Data provided -
──────────────────────────────

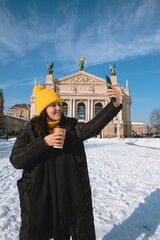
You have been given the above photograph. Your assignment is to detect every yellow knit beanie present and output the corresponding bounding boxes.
[33,85,62,115]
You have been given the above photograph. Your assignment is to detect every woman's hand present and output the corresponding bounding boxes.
[107,83,120,106]
[43,133,64,146]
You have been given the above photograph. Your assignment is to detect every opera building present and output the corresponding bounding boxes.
[30,64,131,138]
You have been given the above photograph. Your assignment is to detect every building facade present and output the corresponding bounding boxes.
[0,89,4,135]
[131,122,148,136]
[4,114,29,135]
[30,70,131,138]
[8,103,30,120]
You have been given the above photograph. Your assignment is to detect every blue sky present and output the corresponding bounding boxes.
[0,0,160,124]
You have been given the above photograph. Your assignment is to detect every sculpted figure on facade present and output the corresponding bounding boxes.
[77,58,86,70]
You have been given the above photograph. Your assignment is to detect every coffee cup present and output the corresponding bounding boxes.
[53,125,66,149]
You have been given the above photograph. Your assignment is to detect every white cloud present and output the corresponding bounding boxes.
[0,0,160,68]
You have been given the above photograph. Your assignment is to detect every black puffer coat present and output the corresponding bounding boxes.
[10,102,122,240]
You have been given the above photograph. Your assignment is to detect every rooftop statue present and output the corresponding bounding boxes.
[47,62,54,74]
[109,64,116,75]
[77,58,86,70]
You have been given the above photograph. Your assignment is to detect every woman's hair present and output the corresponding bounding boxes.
[31,109,67,136]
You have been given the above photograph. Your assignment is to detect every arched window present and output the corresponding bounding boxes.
[77,103,85,121]
[62,102,68,117]
[94,103,103,116]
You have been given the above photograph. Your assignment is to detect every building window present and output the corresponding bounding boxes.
[77,103,85,121]
[94,103,103,116]
[62,102,68,117]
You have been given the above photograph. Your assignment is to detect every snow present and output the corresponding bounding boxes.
[0,138,160,240]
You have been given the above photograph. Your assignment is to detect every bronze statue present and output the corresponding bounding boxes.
[77,58,86,70]
[47,62,54,74]
[109,64,116,75]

──────────────────────────────

Stated goal - Render every line of the entries above as a Markdown table with two columns, Row and Line, and skip any blank lines. Leave the pictures out.

Reply -
| Row | Line |
|---|---|
| 1 | You have been given the above photograph. Your assignment is to detect every yellow knit beanie present and output the corresponding bounding boxes. |
| 2 | [33,85,62,115] |
| 3 | You have been given the above photograph. Your assignment is to detect every woman's hand present and output the corresponding bounding boxes. |
| 4 | [107,83,120,106] |
| 5 | [43,133,64,146] |
| 6 | You have been given the above photograph. Your assignment is to detect every opera building present and output the corresponding bounding boxes. |
| 7 | [30,64,131,138] |
| 8 | You have been given the above photograph. Your assignment is to detect every building facade present and output the corresponding bounding boxes. |
| 9 | [0,89,4,135] |
| 10 | [131,122,148,136] |
| 11 | [4,114,29,135] |
| 12 | [30,70,131,138] |
| 13 | [8,103,30,120] |
| 14 | You have been given the above photograph. Your assignment is to detect every blue sky present and output the corresponding bounding boxes. |
| 15 | [0,0,160,124] |
| 16 | You have been given the above photograph. Your assignment is to detect every sculpted figure on facade present and output the corresponding bounding boxes. |
| 17 | [77,58,86,70] |
| 18 | You have been given the above photograph. Your assignment is to detect every coffee cup present and output the corresponding bounding boxes. |
| 19 | [53,125,66,149] |
| 20 | You have been given the above photograph. Your assignment is to detect every white cloud present and output the corresponding bounding boxes. |
| 21 | [0,0,160,68] |
| 22 | You have been given the above photograph. Your assignment is to detect every black puffer coat present and output the corresponding bounding boxes. |
| 23 | [10,102,122,240] |
| 24 | You have been given the above photograph. Your assignment is to detect every rooftop statue present and output the corresponding bounding boxes. |
| 25 | [47,62,54,74] |
| 26 | [109,64,116,75] |
| 27 | [77,58,86,70] |
| 28 | You have been given the above photograph. Your assignment is to detect every woman's hair present and output the corresponding bounding boxes. |
| 29 | [31,109,67,136] |
| 30 | You have been given the above photograph. Your assignment is to detect every arched window present and output the corresponding bounding boxes. |
| 31 | [77,103,85,121] |
| 32 | [62,102,68,117] |
| 33 | [94,103,103,116] |
| 34 | You have been given the above photograph. Your assignment is to detect every building window present and output the corresponding bounding boxes. |
| 35 | [77,103,85,121] |
| 36 | [94,103,103,116] |
| 37 | [62,102,68,117] |
| 38 | You have been given the above photograph. Your assignment is to detect every snow present and output the corresponding bounding boxes. |
| 39 | [0,138,160,240] |
| 40 | You have been given the above photograph. Your assignment is to detect every bronze statue present and output the corresponding bounding boxes. |
| 41 | [77,58,86,70] |
| 42 | [47,62,54,74] |
| 43 | [109,64,116,75] |